What this exercise asks ▸
**1)** According to the trial report, what time did Al-Sabbagh's family arrive from Alexandria?
**2)** From the trial report, reproduce word for word the passage starting with "But for lawyers" and going on through "five-hour trial session.".

===== Source excerpt =====

On the morning of 11 June, Egyptians were ordinarily following news about the trial of Central Security Forces officer Yassin Salah in the case of activist Shaimaa Al-Sabbagh’s death.
But for lawyers and journalists present at the Police Academy, where the Cairo Criminal Court held the trial, it had become almost undisputable that a verdict was going to be issued.
The speculations revolved around the sentence the judge was going to give, especially since Judge Mostafa Abdullah had a reputation for doing the unexpected. Abdullah had previously acquitted suspects in the unfortunate attacks on the 25 January Revolution protesters in Tahrir Square, also known as the “Camels’ case.”
Al-Sabbagh’s family had arrived from their hometown in Alexandria at 9am, and waited for three hours for the court judges to arrive. The optimism for a fair trial had started to fade, a feeling that gradually took over Al-Sabbagh’s supporters throughout the five-hour trial session.

===== Entries =====

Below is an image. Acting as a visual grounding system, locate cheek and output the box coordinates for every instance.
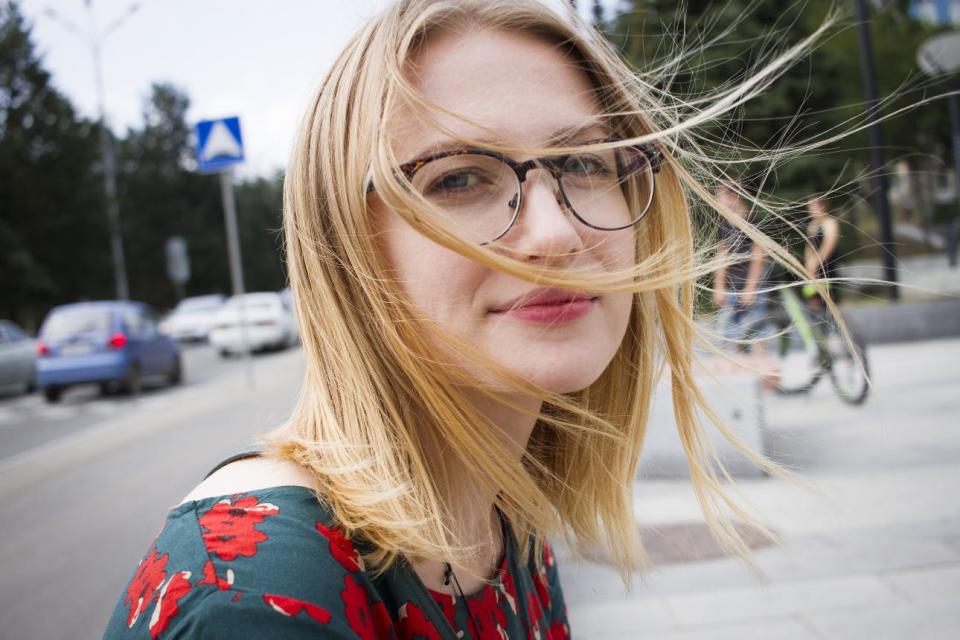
[380,214,489,333]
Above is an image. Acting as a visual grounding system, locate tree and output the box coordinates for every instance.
[119,83,285,308]
[609,0,949,218]
[0,2,111,328]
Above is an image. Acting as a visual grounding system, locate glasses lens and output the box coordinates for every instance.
[411,153,520,242]
[560,147,653,230]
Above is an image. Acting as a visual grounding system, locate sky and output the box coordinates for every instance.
[20,0,608,177]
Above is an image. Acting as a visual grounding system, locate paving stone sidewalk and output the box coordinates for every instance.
[558,339,960,640]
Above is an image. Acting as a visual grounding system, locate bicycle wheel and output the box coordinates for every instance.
[771,290,823,395]
[773,327,823,395]
[824,322,870,405]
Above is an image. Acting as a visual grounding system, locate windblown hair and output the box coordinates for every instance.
[267,0,824,579]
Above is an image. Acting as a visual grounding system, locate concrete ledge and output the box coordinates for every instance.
[638,372,763,478]
[843,300,960,344]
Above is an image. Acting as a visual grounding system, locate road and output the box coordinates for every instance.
[0,345,227,460]
[0,340,960,640]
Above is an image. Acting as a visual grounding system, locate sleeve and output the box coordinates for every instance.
[104,494,395,640]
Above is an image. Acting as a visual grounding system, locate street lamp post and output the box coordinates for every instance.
[44,0,140,300]
[854,0,900,300]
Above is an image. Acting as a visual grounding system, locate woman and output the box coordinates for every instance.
[803,198,840,308]
[713,186,769,350]
[106,0,796,638]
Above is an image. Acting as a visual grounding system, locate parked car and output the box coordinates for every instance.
[210,291,297,357]
[37,301,183,402]
[160,294,227,342]
[0,320,37,392]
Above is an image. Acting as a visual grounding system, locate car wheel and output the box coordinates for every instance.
[121,363,143,396]
[167,356,183,387]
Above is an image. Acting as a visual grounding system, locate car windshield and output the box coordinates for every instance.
[176,298,222,313]
[41,308,110,340]
[227,294,277,309]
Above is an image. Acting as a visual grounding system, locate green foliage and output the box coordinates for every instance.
[0,3,285,328]
[0,3,111,326]
[607,0,950,217]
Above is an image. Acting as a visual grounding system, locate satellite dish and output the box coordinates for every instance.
[917,31,960,77]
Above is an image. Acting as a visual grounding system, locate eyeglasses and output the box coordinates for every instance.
[382,138,660,244]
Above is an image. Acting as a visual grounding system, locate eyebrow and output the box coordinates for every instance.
[403,117,609,164]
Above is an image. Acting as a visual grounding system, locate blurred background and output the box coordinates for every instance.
[0,0,960,639]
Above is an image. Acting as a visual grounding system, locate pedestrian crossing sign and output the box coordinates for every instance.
[196,116,243,173]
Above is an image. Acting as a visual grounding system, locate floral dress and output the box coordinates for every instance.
[104,470,570,640]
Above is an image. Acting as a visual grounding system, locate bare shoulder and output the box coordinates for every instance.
[182,458,317,502]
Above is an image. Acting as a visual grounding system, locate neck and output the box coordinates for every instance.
[413,391,539,593]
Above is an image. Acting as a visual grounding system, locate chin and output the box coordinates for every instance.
[515,354,612,394]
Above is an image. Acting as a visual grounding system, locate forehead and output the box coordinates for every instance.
[390,29,602,160]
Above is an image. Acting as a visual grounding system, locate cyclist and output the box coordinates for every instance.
[803,198,840,309]
[713,186,769,352]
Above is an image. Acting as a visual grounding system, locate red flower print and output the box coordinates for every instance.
[199,496,280,561]
[399,602,440,640]
[123,547,170,627]
[527,593,543,640]
[533,571,550,611]
[467,587,507,640]
[197,560,233,591]
[430,591,457,627]
[263,593,331,624]
[150,571,190,640]
[317,522,363,573]
[340,574,394,640]
[547,620,570,640]
[500,569,517,614]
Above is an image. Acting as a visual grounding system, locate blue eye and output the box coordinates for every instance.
[563,153,614,178]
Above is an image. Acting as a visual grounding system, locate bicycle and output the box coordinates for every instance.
[770,287,870,405]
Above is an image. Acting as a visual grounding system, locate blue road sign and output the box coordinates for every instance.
[197,116,243,173]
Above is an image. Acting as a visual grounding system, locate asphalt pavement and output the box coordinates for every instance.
[0,339,960,640]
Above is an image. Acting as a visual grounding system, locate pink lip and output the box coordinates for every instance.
[490,289,597,324]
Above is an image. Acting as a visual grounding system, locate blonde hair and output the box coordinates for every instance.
[267,0,820,579]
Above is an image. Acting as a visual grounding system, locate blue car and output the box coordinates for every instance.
[37,301,183,402]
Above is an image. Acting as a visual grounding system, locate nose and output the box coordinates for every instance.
[503,169,584,264]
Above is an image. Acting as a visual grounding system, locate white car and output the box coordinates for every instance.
[160,294,226,342]
[209,292,298,357]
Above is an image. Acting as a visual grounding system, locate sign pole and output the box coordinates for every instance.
[220,168,256,389]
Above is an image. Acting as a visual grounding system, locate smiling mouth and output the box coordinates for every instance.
[490,291,599,324]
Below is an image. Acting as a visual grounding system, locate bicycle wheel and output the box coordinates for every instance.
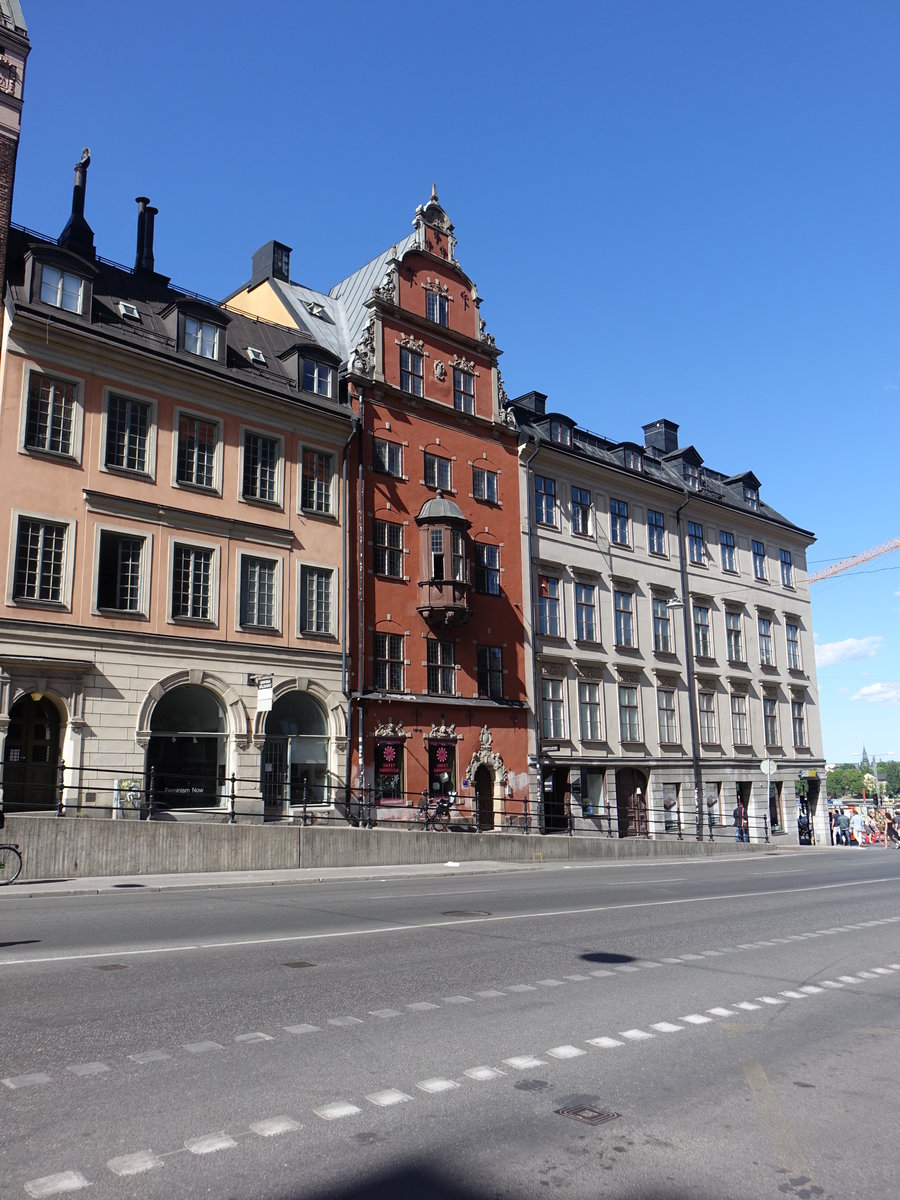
[0,846,22,883]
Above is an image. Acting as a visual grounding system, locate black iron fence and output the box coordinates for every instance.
[0,762,772,842]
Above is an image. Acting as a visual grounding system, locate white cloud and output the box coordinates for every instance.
[816,636,884,667]
[852,683,900,708]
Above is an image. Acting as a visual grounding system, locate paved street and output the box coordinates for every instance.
[0,847,900,1200]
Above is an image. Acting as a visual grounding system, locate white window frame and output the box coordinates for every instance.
[100,388,157,482]
[91,524,154,620]
[18,366,84,462]
[234,548,284,634]
[172,408,223,496]
[166,535,219,629]
[296,563,340,638]
[238,425,284,509]
[6,509,78,612]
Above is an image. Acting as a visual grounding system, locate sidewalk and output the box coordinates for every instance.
[0,859,547,904]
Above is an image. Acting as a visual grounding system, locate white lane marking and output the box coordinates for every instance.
[250,1117,302,1138]
[312,1100,362,1121]
[128,1050,172,1063]
[7,876,896,967]
[503,1054,547,1070]
[66,1062,109,1078]
[463,1067,506,1082]
[25,1171,90,1196]
[107,1150,163,1175]
[4,1072,50,1088]
[185,1132,238,1154]
[366,1087,413,1109]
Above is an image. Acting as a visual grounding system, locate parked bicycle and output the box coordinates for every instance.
[0,845,22,883]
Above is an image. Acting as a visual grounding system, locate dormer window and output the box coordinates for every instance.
[41,266,84,312]
[425,292,450,325]
[304,359,331,396]
[550,421,572,446]
[185,317,220,359]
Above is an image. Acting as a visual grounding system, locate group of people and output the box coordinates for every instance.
[828,809,900,850]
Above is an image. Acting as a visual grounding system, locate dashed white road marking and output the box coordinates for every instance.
[128,1050,172,1063]
[107,1150,163,1175]
[312,1100,362,1121]
[415,1079,460,1096]
[25,1171,90,1196]
[366,1087,413,1109]
[66,1062,109,1079]
[4,1072,50,1088]
[250,1117,302,1138]
[463,1067,506,1082]
[185,1132,238,1154]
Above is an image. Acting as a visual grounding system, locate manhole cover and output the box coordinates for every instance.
[556,1104,622,1124]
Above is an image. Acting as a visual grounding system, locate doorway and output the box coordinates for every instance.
[616,767,647,838]
[4,692,60,812]
[474,763,494,833]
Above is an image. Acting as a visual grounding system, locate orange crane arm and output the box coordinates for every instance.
[809,538,900,583]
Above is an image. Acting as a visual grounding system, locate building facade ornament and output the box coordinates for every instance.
[464,725,509,784]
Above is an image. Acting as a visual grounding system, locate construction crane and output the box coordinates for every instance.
[809,538,900,583]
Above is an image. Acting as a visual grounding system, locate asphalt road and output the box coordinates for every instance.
[0,847,900,1200]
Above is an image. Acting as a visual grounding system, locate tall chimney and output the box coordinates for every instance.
[59,146,97,258]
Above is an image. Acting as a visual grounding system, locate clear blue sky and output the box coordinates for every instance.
[13,0,900,761]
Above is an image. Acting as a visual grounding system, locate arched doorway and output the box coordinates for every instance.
[263,691,331,821]
[4,692,60,812]
[616,767,647,838]
[474,763,494,833]
[146,684,228,810]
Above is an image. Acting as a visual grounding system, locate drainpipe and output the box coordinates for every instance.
[676,492,703,841]
[520,433,544,830]
[341,416,359,814]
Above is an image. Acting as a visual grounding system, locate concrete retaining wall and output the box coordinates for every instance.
[0,816,775,880]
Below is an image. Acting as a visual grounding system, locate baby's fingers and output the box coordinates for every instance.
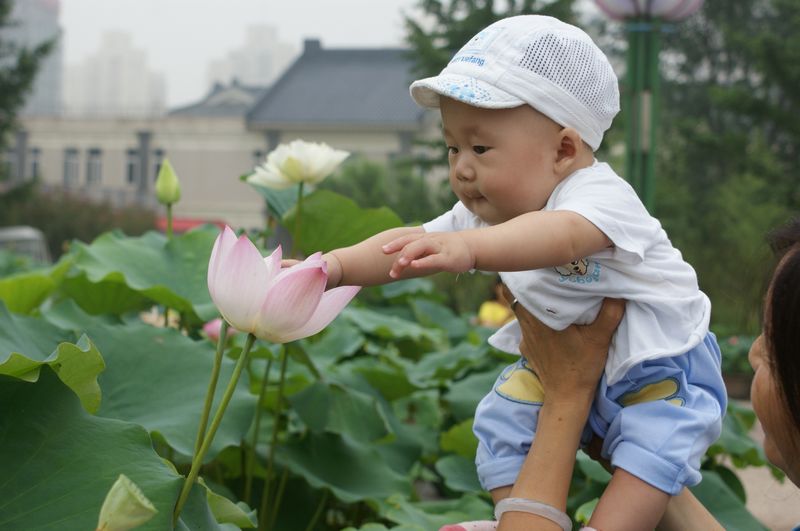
[381,234,425,254]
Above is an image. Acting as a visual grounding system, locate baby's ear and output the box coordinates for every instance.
[555,127,586,173]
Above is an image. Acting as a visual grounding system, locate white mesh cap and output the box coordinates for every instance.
[411,15,619,150]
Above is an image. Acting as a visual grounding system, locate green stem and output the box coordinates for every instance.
[289,181,305,257]
[167,203,172,240]
[194,319,228,455]
[258,346,288,528]
[265,468,289,529]
[244,358,272,505]
[172,334,256,527]
[306,489,328,531]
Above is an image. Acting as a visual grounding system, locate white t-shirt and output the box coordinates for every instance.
[423,161,711,385]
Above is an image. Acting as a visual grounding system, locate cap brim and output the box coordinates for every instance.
[410,74,525,109]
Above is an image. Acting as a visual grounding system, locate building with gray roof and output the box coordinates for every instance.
[247,40,425,156]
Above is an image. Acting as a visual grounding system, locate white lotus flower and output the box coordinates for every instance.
[97,474,158,531]
[247,140,350,190]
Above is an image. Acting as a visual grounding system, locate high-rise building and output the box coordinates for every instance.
[208,25,297,87]
[64,31,166,117]
[3,0,63,115]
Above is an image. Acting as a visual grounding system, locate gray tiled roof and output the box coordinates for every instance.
[169,79,267,117]
[247,40,423,129]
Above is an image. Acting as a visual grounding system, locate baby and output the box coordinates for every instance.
[324,15,726,530]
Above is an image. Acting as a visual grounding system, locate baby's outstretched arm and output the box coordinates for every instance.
[322,226,426,288]
[383,210,611,278]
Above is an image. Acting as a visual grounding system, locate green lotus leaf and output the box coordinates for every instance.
[0,302,105,413]
[691,470,767,531]
[444,366,501,420]
[0,259,71,313]
[88,323,256,460]
[379,494,493,530]
[409,298,469,340]
[441,419,478,459]
[436,455,483,494]
[60,273,153,315]
[0,368,219,531]
[300,318,364,371]
[68,226,219,320]
[342,307,443,344]
[289,382,390,442]
[283,190,403,255]
[408,341,489,391]
[276,432,411,503]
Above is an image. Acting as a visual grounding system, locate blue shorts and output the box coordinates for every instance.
[473,332,727,495]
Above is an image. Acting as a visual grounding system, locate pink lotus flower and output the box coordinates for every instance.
[208,226,361,343]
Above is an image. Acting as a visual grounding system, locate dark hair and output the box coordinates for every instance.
[764,218,800,430]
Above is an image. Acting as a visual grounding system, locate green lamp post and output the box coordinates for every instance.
[595,0,703,213]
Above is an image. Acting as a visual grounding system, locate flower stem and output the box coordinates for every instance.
[172,334,256,526]
[258,346,288,528]
[194,319,229,455]
[289,181,305,257]
[244,358,272,505]
[306,489,328,531]
[167,203,172,240]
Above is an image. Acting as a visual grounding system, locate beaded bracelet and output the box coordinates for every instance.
[494,498,572,531]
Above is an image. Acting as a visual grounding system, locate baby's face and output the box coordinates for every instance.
[441,98,561,224]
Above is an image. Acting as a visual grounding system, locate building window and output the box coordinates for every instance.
[31,148,42,179]
[153,149,164,181]
[125,149,139,185]
[86,148,103,186]
[64,148,79,188]
[0,149,17,181]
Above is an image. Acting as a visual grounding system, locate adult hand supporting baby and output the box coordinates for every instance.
[493,289,625,531]
[503,288,625,403]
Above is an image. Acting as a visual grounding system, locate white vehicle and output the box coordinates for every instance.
[0,226,51,264]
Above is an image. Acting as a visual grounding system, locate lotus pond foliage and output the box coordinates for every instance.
[0,143,776,531]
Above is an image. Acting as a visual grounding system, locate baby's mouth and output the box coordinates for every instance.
[463,192,483,201]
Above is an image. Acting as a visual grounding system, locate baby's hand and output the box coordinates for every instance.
[383,232,475,278]
[281,258,302,269]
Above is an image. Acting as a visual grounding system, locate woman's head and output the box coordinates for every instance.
[750,220,800,484]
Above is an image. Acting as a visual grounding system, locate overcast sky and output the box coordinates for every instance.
[61,0,417,106]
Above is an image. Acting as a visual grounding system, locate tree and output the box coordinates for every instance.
[0,0,55,163]
[657,0,800,332]
[405,0,575,77]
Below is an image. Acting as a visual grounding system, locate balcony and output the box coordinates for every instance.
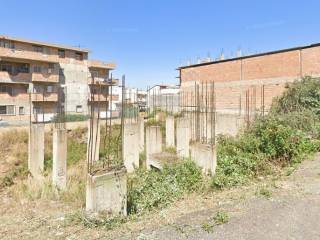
[32,73,59,83]
[31,92,58,102]
[89,94,119,102]
[88,60,116,70]
[0,47,58,63]
[0,93,29,100]
[0,71,32,83]
[88,77,119,86]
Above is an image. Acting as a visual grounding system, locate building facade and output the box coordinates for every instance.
[178,44,320,116]
[178,44,320,134]
[0,36,115,124]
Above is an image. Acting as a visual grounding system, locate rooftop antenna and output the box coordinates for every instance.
[206,52,211,62]
[237,47,242,57]
[220,48,225,60]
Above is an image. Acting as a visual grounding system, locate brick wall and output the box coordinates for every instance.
[180,46,320,113]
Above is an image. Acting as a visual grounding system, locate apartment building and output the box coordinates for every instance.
[0,36,116,124]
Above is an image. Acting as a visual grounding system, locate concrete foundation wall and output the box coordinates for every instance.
[146,126,162,169]
[138,118,144,152]
[123,123,140,173]
[176,118,190,158]
[86,169,127,216]
[166,116,175,147]
[28,123,44,178]
[216,113,245,136]
[52,129,68,189]
[87,118,101,162]
[190,143,217,175]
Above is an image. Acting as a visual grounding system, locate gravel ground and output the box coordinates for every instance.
[0,156,320,240]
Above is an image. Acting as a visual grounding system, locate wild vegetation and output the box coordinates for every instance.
[212,78,320,189]
[0,78,320,230]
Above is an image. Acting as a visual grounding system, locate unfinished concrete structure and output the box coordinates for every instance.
[177,83,217,175]
[146,126,162,170]
[138,117,145,152]
[166,115,175,147]
[28,123,44,179]
[87,116,101,162]
[123,123,140,173]
[86,169,127,216]
[176,117,191,158]
[52,128,68,189]
[86,77,127,215]
[190,142,217,175]
[178,44,320,135]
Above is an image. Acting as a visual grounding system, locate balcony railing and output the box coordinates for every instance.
[0,47,58,63]
[0,93,29,100]
[31,92,58,102]
[88,77,119,86]
[32,73,59,83]
[89,94,119,102]
[0,71,32,83]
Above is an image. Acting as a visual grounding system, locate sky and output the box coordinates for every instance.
[0,0,320,89]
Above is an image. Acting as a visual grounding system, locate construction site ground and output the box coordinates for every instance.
[0,155,320,240]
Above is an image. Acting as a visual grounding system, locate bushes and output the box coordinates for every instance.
[128,161,203,214]
[212,78,320,188]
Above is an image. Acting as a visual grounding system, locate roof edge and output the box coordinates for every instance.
[0,35,90,53]
[176,43,320,70]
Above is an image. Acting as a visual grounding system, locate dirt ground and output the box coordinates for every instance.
[0,155,320,240]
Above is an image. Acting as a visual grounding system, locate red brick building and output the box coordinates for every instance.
[178,44,320,135]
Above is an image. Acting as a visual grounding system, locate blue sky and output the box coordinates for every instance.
[0,0,320,88]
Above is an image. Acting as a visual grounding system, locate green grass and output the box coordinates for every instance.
[128,161,203,214]
[201,211,230,232]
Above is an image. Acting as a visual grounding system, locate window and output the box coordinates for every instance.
[32,45,43,53]
[0,64,13,74]
[75,52,83,61]
[91,70,99,78]
[0,40,15,49]
[58,49,66,58]
[0,105,15,115]
[18,64,29,73]
[0,85,13,96]
[76,105,82,113]
[47,85,53,93]
[33,65,41,73]
[19,107,24,115]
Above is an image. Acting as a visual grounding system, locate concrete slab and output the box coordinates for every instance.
[166,115,175,147]
[87,118,100,162]
[28,123,44,178]
[123,123,140,173]
[190,143,217,176]
[146,126,162,169]
[138,118,144,152]
[176,118,190,158]
[52,128,68,189]
[86,168,127,216]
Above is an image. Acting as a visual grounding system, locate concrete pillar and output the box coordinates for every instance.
[52,128,67,189]
[138,118,144,152]
[146,126,162,169]
[190,143,217,176]
[87,118,100,162]
[123,123,140,173]
[176,118,190,158]
[28,123,44,178]
[86,168,127,216]
[166,116,174,147]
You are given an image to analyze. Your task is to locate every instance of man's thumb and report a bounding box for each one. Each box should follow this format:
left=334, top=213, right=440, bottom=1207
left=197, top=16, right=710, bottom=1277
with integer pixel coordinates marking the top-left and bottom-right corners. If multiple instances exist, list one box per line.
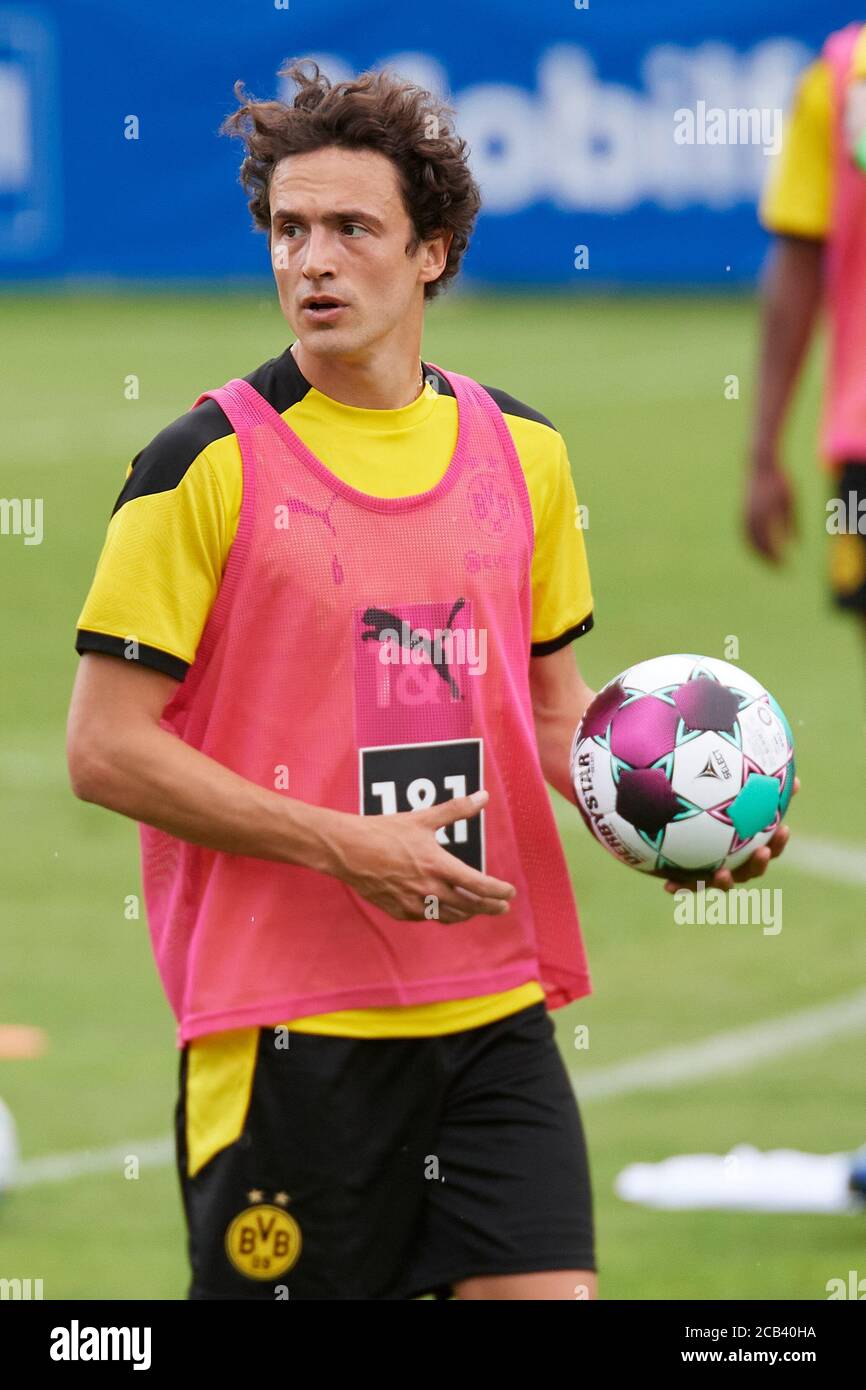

=====

Problem solutions ▸
**1)** They arrived at 9am.

**2)**
But for lawyers and journalists present at the Police Academy, where the Cairo Criminal Court held the trial, it had become almost undisputable that a verdict was going to be issued.
The speculations revolved around the sentence the judge was going to give, especially since Judge Mostafa Abdullah had a reputation for doing the unexpected. Abdullah had previously acquitted suspects in the unfortunate attacks on the 25 January Revolution protesters in Tahrir Square, also known as the “Camels’ case.”
Al-Sabbagh’s family had arrived from their hometown in Alexandria at 9am, and waited for three hours for the court judges to arrive. The optimism for a fair trial had started to fade, a feeling that gradually took over Al-Sabbagh’s supporters throughout the five-hour trial session.